** WHAT NEEDS TO BE DONE **
Copy out only those lines running from the line with "Where can the cloud" to the end of the listing, keeping each one exactly as it is.

Collected data entries:
--------------------------------------------------

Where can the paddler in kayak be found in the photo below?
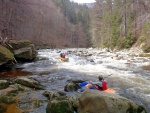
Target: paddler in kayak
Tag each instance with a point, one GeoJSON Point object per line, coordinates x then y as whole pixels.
{"type": "Point", "coordinates": [101, 85]}
{"type": "Point", "coordinates": [62, 55]}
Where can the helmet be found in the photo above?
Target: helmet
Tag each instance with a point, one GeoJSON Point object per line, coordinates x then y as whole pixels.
{"type": "Point", "coordinates": [100, 78]}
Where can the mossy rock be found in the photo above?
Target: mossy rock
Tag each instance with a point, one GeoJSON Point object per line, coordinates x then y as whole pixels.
{"type": "Point", "coordinates": [4, 84]}
{"type": "Point", "coordinates": [59, 106]}
{"type": "Point", "coordinates": [5, 54]}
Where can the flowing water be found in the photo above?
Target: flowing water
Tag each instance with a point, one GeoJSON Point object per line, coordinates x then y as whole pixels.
{"type": "Point", "coordinates": [129, 77]}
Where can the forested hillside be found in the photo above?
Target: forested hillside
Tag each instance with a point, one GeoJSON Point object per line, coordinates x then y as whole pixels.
{"type": "Point", "coordinates": [121, 23]}
{"type": "Point", "coordinates": [61, 23]}
{"type": "Point", "coordinates": [44, 22]}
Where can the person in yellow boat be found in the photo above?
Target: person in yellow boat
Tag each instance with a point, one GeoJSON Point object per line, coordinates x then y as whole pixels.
{"type": "Point", "coordinates": [62, 55]}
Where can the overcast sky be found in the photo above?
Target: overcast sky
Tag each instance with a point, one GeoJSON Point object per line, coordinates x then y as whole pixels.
{"type": "Point", "coordinates": [84, 1]}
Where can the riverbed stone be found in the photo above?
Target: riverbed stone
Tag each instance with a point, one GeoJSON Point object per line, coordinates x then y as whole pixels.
{"type": "Point", "coordinates": [6, 99]}
{"type": "Point", "coordinates": [59, 105]}
{"type": "Point", "coordinates": [23, 50]}
{"type": "Point", "coordinates": [4, 84]}
{"type": "Point", "coordinates": [5, 55]}
{"type": "Point", "coordinates": [144, 55]}
{"type": "Point", "coordinates": [71, 87]}
{"type": "Point", "coordinates": [93, 101]}
{"type": "Point", "coordinates": [29, 82]}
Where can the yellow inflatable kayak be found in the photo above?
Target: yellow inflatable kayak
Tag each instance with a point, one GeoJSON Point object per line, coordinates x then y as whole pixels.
{"type": "Point", "coordinates": [64, 59]}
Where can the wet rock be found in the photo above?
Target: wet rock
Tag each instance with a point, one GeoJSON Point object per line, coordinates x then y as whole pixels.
{"type": "Point", "coordinates": [71, 87]}
{"type": "Point", "coordinates": [144, 55]}
{"type": "Point", "coordinates": [2, 109]}
{"type": "Point", "coordinates": [5, 55]}
{"type": "Point", "coordinates": [74, 99]}
{"type": "Point", "coordinates": [7, 99]}
{"type": "Point", "coordinates": [59, 105]}
{"type": "Point", "coordinates": [50, 95]}
{"type": "Point", "coordinates": [29, 82]}
{"type": "Point", "coordinates": [93, 101]}
{"type": "Point", "coordinates": [4, 84]}
{"type": "Point", "coordinates": [23, 50]}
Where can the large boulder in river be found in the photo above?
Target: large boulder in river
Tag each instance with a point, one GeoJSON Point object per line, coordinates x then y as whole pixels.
{"type": "Point", "coordinates": [29, 82]}
{"type": "Point", "coordinates": [94, 101]}
{"type": "Point", "coordinates": [60, 105]}
{"type": "Point", "coordinates": [5, 55]}
{"type": "Point", "coordinates": [24, 49]}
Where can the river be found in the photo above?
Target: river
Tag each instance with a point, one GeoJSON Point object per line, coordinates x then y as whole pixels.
{"type": "Point", "coordinates": [128, 76]}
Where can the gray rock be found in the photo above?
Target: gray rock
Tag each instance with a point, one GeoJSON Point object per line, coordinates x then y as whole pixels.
{"type": "Point", "coordinates": [29, 82]}
{"type": "Point", "coordinates": [93, 101]}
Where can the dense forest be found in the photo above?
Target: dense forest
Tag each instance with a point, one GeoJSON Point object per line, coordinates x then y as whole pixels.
{"type": "Point", "coordinates": [61, 23]}
{"type": "Point", "coordinates": [121, 23]}
{"type": "Point", "coordinates": [45, 22]}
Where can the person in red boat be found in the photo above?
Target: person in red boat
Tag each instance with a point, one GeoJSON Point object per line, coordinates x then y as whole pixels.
{"type": "Point", "coordinates": [101, 85]}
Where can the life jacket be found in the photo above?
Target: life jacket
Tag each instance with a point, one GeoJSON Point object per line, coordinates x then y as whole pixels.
{"type": "Point", "coordinates": [104, 85]}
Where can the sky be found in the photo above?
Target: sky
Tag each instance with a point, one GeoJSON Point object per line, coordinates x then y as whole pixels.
{"type": "Point", "coordinates": [84, 1]}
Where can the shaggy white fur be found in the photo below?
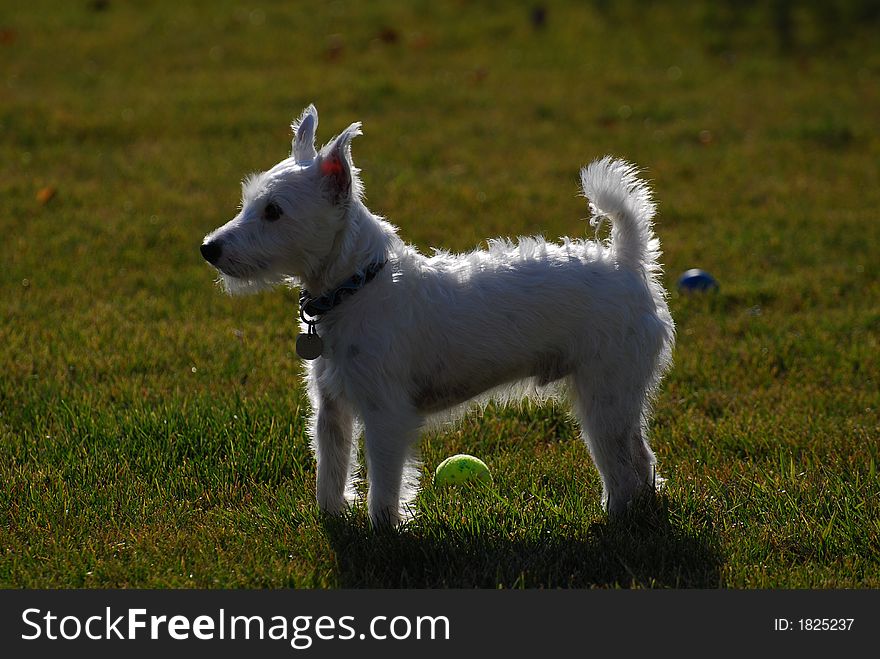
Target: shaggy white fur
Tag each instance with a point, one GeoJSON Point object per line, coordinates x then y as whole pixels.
{"type": "Point", "coordinates": [429, 334]}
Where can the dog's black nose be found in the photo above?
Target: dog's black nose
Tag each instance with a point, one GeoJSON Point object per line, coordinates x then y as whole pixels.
{"type": "Point", "coordinates": [212, 251]}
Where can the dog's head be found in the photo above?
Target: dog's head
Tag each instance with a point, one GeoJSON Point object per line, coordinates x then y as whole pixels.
{"type": "Point", "coordinates": [292, 216]}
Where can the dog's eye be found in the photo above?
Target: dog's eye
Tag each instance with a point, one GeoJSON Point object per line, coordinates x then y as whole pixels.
{"type": "Point", "coordinates": [272, 212]}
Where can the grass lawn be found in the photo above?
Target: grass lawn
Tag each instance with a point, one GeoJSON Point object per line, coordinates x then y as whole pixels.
{"type": "Point", "coordinates": [152, 429]}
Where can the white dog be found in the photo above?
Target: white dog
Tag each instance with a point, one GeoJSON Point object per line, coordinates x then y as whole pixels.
{"type": "Point", "coordinates": [396, 338]}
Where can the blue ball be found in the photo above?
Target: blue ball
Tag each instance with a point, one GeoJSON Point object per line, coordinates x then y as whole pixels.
{"type": "Point", "coordinates": [697, 281]}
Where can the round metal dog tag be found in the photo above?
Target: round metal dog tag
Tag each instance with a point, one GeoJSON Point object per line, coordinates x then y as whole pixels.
{"type": "Point", "coordinates": [309, 346]}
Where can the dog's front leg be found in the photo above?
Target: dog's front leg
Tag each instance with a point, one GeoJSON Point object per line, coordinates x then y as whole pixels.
{"type": "Point", "coordinates": [388, 444]}
{"type": "Point", "coordinates": [333, 444]}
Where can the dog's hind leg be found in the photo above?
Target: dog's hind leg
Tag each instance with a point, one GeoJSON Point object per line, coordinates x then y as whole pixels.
{"type": "Point", "coordinates": [612, 417]}
{"type": "Point", "coordinates": [335, 452]}
{"type": "Point", "coordinates": [388, 445]}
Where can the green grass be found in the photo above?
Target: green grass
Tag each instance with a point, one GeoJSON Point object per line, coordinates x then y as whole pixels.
{"type": "Point", "coordinates": [152, 430]}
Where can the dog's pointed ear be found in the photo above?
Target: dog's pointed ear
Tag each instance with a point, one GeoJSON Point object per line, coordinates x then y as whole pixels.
{"type": "Point", "coordinates": [336, 168]}
{"type": "Point", "coordinates": [304, 128]}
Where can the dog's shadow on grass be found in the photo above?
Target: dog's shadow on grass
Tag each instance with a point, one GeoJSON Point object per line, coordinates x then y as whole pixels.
{"type": "Point", "coordinates": [650, 548]}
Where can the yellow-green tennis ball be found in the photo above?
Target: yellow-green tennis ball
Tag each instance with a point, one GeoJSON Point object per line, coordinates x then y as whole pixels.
{"type": "Point", "coordinates": [461, 469]}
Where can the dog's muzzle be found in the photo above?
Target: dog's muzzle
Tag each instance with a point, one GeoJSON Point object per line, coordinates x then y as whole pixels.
{"type": "Point", "coordinates": [211, 251]}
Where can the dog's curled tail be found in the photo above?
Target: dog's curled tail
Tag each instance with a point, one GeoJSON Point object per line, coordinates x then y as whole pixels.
{"type": "Point", "coordinates": [615, 191]}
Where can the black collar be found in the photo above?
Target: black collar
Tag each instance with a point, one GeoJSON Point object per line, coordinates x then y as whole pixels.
{"type": "Point", "coordinates": [312, 308]}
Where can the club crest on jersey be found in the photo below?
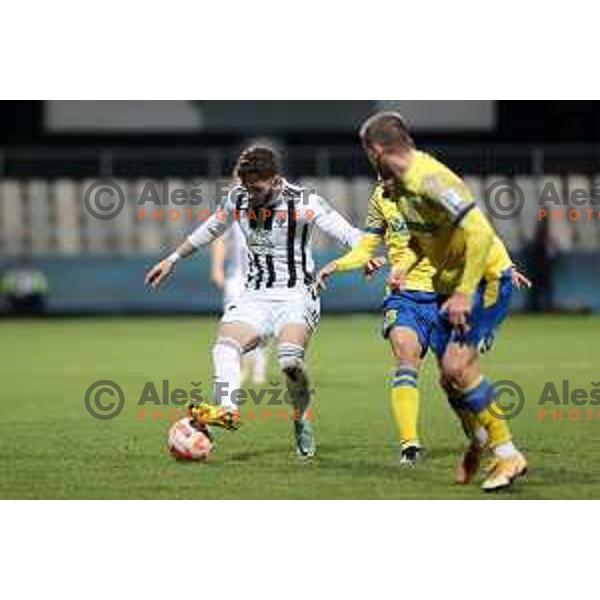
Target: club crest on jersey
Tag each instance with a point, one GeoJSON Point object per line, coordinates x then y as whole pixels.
{"type": "Point", "coordinates": [259, 241]}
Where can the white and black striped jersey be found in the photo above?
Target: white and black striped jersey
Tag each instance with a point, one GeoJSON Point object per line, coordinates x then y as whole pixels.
{"type": "Point", "coordinates": [278, 235]}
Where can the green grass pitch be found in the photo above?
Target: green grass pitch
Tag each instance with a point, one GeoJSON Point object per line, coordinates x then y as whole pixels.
{"type": "Point", "coordinates": [50, 447]}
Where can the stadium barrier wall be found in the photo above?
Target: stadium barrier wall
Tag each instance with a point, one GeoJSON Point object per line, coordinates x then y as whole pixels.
{"type": "Point", "coordinates": [90, 285]}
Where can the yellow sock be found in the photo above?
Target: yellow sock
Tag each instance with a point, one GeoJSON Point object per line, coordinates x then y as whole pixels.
{"type": "Point", "coordinates": [405, 405]}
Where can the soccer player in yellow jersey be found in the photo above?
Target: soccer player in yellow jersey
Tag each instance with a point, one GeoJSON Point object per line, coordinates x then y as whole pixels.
{"type": "Point", "coordinates": [410, 311]}
{"type": "Point", "coordinates": [473, 278]}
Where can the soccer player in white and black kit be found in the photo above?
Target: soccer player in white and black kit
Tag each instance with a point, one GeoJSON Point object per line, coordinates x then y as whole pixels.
{"type": "Point", "coordinates": [277, 220]}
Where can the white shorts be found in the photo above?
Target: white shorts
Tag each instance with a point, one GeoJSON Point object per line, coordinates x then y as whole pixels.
{"type": "Point", "coordinates": [268, 311]}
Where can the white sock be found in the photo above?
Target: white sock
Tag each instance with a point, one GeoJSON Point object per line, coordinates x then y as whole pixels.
{"type": "Point", "coordinates": [227, 361]}
{"type": "Point", "coordinates": [505, 450]}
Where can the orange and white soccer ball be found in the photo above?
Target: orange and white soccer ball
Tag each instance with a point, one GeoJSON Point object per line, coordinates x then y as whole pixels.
{"type": "Point", "coordinates": [186, 442]}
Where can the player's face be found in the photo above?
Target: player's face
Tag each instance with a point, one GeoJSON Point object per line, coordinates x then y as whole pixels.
{"type": "Point", "coordinates": [261, 191]}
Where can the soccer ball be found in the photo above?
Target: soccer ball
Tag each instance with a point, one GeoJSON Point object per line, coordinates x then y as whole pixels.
{"type": "Point", "coordinates": [186, 442]}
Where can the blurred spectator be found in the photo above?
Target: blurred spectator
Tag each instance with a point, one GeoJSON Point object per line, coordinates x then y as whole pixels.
{"type": "Point", "coordinates": [25, 288]}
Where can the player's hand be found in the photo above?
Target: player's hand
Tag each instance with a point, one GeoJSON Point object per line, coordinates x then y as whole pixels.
{"type": "Point", "coordinates": [396, 280]}
{"type": "Point", "coordinates": [374, 266]}
{"type": "Point", "coordinates": [520, 281]}
{"type": "Point", "coordinates": [323, 275]}
{"type": "Point", "coordinates": [158, 273]}
{"type": "Point", "coordinates": [458, 307]}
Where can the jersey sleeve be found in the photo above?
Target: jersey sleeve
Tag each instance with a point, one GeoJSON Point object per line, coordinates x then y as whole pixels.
{"type": "Point", "coordinates": [217, 224]}
{"type": "Point", "coordinates": [330, 222]}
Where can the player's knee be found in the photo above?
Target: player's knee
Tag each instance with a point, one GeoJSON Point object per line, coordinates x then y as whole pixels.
{"type": "Point", "coordinates": [226, 349]}
{"type": "Point", "coordinates": [406, 347]}
{"type": "Point", "coordinates": [291, 359]}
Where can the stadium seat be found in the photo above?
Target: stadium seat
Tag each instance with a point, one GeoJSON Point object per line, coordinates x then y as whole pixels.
{"type": "Point", "coordinates": [528, 219]}
{"type": "Point", "coordinates": [585, 232]}
{"type": "Point", "coordinates": [509, 228]}
{"type": "Point", "coordinates": [42, 226]}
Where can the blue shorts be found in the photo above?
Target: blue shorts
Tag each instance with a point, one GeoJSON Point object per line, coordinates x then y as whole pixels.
{"type": "Point", "coordinates": [490, 307]}
{"type": "Point", "coordinates": [416, 310]}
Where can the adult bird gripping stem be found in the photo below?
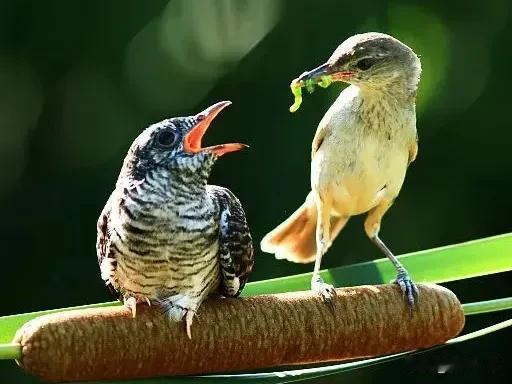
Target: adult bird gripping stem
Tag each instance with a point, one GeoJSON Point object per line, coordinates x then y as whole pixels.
{"type": "Point", "coordinates": [166, 237]}
{"type": "Point", "coordinates": [360, 152]}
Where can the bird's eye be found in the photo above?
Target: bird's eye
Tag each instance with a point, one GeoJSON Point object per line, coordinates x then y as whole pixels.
{"type": "Point", "coordinates": [365, 64]}
{"type": "Point", "coordinates": [166, 138]}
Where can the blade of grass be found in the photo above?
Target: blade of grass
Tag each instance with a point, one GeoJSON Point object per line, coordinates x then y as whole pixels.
{"type": "Point", "coordinates": [487, 306]}
{"type": "Point", "coordinates": [438, 265]}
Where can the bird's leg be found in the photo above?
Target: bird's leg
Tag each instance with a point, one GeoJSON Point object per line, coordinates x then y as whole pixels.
{"type": "Point", "coordinates": [189, 318]}
{"type": "Point", "coordinates": [130, 302]}
{"type": "Point", "coordinates": [323, 240]}
{"type": "Point", "coordinates": [372, 227]}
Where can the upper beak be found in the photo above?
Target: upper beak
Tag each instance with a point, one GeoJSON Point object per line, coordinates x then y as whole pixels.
{"type": "Point", "coordinates": [192, 141]}
{"type": "Point", "coordinates": [326, 70]}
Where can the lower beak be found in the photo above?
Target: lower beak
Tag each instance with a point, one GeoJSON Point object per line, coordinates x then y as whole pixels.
{"type": "Point", "coordinates": [192, 141]}
{"type": "Point", "coordinates": [325, 70]}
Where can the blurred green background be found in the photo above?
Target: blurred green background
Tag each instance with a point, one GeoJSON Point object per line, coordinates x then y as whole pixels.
{"type": "Point", "coordinates": [80, 79]}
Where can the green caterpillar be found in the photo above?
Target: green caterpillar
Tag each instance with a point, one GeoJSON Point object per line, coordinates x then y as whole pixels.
{"type": "Point", "coordinates": [297, 85]}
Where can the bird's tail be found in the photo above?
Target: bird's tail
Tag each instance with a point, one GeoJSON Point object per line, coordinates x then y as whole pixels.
{"type": "Point", "coordinates": [294, 239]}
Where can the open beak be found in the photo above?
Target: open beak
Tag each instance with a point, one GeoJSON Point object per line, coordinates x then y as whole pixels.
{"type": "Point", "coordinates": [192, 142]}
{"type": "Point", "coordinates": [326, 70]}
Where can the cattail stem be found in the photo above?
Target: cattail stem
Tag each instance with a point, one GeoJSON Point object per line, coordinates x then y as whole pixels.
{"type": "Point", "coordinates": [237, 334]}
{"type": "Point", "coordinates": [10, 351]}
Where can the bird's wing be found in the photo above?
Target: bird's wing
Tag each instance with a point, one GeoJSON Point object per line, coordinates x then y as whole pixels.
{"type": "Point", "coordinates": [106, 258]}
{"type": "Point", "coordinates": [236, 251]}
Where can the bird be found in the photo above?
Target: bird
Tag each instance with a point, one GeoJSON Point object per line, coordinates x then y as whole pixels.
{"type": "Point", "coordinates": [165, 236]}
{"type": "Point", "coordinates": [360, 153]}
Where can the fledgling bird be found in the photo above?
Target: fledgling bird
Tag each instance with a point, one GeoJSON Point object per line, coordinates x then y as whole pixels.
{"type": "Point", "coordinates": [360, 152]}
{"type": "Point", "coordinates": [165, 236]}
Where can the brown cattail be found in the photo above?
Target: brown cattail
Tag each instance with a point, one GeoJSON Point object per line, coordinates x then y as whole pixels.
{"type": "Point", "coordinates": [237, 334]}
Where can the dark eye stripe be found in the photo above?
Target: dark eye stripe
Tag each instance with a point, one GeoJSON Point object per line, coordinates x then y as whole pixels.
{"type": "Point", "coordinates": [365, 64]}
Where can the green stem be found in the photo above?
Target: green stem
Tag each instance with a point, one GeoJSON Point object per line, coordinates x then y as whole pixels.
{"type": "Point", "coordinates": [10, 351]}
{"type": "Point", "coordinates": [487, 306]}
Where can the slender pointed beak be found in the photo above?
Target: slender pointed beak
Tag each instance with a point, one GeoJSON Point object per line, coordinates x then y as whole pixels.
{"type": "Point", "coordinates": [192, 141]}
{"type": "Point", "coordinates": [326, 70]}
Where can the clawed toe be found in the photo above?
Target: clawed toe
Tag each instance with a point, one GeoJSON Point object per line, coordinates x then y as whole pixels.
{"type": "Point", "coordinates": [326, 291]}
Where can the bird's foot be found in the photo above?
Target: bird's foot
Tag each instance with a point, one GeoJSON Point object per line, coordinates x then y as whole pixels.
{"type": "Point", "coordinates": [130, 302]}
{"type": "Point", "coordinates": [409, 289]}
{"type": "Point", "coordinates": [179, 307]}
{"type": "Point", "coordinates": [326, 291]}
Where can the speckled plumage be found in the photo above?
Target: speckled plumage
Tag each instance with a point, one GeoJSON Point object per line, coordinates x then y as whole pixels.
{"type": "Point", "coordinates": [165, 237]}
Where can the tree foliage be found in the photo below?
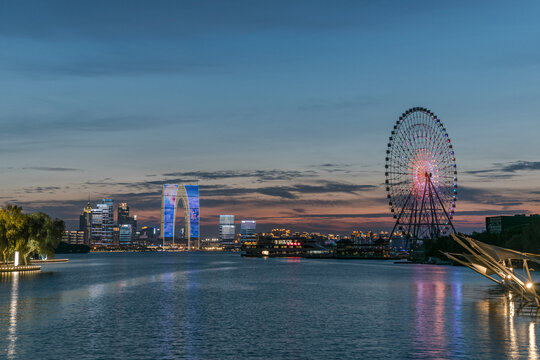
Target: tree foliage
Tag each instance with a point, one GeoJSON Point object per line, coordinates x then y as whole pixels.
{"type": "Point", "coordinates": [524, 238]}
{"type": "Point", "coordinates": [29, 234]}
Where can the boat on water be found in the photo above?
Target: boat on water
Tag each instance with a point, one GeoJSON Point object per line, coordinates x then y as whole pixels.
{"type": "Point", "coordinates": [272, 247]}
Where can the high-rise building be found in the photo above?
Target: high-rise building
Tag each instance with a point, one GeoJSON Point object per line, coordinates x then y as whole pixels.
{"type": "Point", "coordinates": [96, 229]}
{"type": "Point", "coordinates": [107, 207]}
{"type": "Point", "coordinates": [73, 237]}
{"type": "Point", "coordinates": [172, 193]}
{"type": "Point", "coordinates": [123, 214]}
{"type": "Point", "coordinates": [248, 230]}
{"type": "Point", "coordinates": [85, 223]}
{"type": "Point", "coordinates": [227, 230]}
{"type": "Point", "coordinates": [124, 219]}
{"type": "Point", "coordinates": [126, 234]}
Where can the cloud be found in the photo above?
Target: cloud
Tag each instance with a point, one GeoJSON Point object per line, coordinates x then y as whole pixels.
{"type": "Point", "coordinates": [505, 171]}
{"type": "Point", "coordinates": [487, 197]}
{"type": "Point", "coordinates": [261, 175]}
{"type": "Point", "coordinates": [36, 127]}
{"type": "Point", "coordinates": [45, 168]}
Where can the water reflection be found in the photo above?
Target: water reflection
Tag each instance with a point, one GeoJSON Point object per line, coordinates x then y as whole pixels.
{"type": "Point", "coordinates": [533, 353]}
{"type": "Point", "coordinates": [431, 338]}
{"type": "Point", "coordinates": [513, 328]}
{"type": "Point", "coordinates": [12, 330]}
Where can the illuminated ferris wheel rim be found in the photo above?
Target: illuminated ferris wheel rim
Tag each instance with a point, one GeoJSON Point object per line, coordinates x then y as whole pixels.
{"type": "Point", "coordinates": [420, 151]}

--------------------------------------------------

** OUTPUT OF THE EXERCISE **
Where can the cloud be found in the photo above?
Target: cloud
Tag each instance with a point, one GeoJSON Point object per line, coordinates x then y as whole pixels.
{"type": "Point", "coordinates": [505, 171]}
{"type": "Point", "coordinates": [487, 197]}
{"type": "Point", "coordinates": [261, 175]}
{"type": "Point", "coordinates": [36, 127]}
{"type": "Point", "coordinates": [45, 168]}
Where can the water reflection be found in the photo above?
Target: water reflection
Tag each instance with a point, one GeoJSON Point object per line, coordinates x then y as whole pixels.
{"type": "Point", "coordinates": [533, 353]}
{"type": "Point", "coordinates": [431, 338]}
{"type": "Point", "coordinates": [513, 328]}
{"type": "Point", "coordinates": [12, 330]}
Where can the illuminated ferris wheel rim be found in the photo above?
Target: illuminated ferris wheel rim
Tag each instance with a point, one GeoJSON Point object per line, coordinates x then y as whole pixels.
{"type": "Point", "coordinates": [420, 151]}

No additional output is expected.